YOUR INSTRUCTIONS
Resume the article on the University of Texas innovation grants, writing on from its final sentence.

PASSAGE FOR REVIEW
↓↓↓

Publisher and Reporter with Silicon Hills News
At the monthly StARTup Studio at the University of Texas at Austin, Bob Metcalfe, professor of innovation and Ethernet inventor, announced a $48,200 innovation grant.
The grant went to Professor of Biomedical Engineering Tom Milner for his microscope project. Milner developed the microscope with Martin Poenie, associate professor in Molecular Cell and Development Biology and Jeffrey Kuhn, PhD in molecular biosciences. The microscope uses polarized light images to display the molecular structure inside a living cell.
The Innovation Center grants, which range in size from $5,000 to $50,000, bridge the gap between research and commercialization.
Earlier in March, the Innovation Center awarded a $31,000 grant to Professor of Mechanical Engineering Adela Ben-Yakar to improve the fabrication of a platform to significantly reduce the time for drug discovery, genetic screening and toxicology analysis.
Associate Professor of Electrical and Computer Engineering Andrea Thomaz received a $12,000 grant to upgrade the robots she has developed for use in hospital logistics.
Last year, the Innovation Center also awarded a $40,000 grant to UT Mechanical
Engineering Professor Luis Sentis for his robotics startup Apptronik and $20,000 to UT Mechanical Engineering Professor Richard Crawford, who runs nVariate, a software design startup.

↑↑↑

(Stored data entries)
↓↓↓

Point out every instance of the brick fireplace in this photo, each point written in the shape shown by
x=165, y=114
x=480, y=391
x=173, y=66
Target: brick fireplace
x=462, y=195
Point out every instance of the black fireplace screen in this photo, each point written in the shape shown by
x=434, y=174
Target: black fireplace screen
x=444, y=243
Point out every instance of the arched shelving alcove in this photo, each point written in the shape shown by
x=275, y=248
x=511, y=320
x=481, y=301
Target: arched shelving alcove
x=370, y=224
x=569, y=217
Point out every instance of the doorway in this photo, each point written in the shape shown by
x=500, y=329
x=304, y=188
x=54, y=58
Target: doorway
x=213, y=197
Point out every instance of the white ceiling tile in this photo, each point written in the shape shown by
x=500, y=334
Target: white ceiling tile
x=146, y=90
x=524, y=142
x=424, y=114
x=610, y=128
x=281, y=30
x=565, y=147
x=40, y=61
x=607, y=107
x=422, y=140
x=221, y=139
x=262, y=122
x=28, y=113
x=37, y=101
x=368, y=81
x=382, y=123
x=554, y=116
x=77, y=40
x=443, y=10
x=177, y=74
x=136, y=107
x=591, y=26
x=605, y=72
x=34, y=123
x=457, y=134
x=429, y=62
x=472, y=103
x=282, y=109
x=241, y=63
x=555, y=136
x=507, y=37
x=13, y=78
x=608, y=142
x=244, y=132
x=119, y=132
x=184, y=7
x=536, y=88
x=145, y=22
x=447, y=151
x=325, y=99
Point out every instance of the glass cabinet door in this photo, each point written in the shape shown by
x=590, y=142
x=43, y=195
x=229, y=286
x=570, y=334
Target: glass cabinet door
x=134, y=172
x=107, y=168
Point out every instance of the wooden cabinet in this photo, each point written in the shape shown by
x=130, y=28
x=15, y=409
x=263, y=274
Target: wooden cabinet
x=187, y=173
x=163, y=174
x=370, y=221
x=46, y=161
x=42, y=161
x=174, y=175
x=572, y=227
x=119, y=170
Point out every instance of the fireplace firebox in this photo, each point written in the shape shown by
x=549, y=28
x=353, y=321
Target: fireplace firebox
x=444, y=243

↑↑↑

ANSWER TO THE EXERCISE
Metcalfe also announced the winners of UT’s Idea to Product student pitch contest, which is an early-stage technology commercialization plan competition. In all, eight teams with 32 students participated. Mechanical Engineering Professor Steven Nichols puts on the competition.
“It was a very cool event,” Metcalfe said. “This is an event in which there were no apps.”
MasSpec Pen won first place and $9,000 for its handheld surgical probe, which helps surgeons take tissue samples easily and effectively to rapidly perform and diagnose cancer biopsies. UT Chemistry Professor Livia Eberlin leads the team of students developing the device.
Second place went to Intra-Uterine Technology which won $6,000.
At February’s StARTup Studio, Professor of Mechanical Engineering Chris Rylander and Dr. Yvette Williams Brown, assistant professor with the Dell Medical School, presented the device. It is a post-partum medical device that allows doctors to attach an Intrauterine Device, known as an IUD for birth control, to a woman’s uterus after giving birth to a child.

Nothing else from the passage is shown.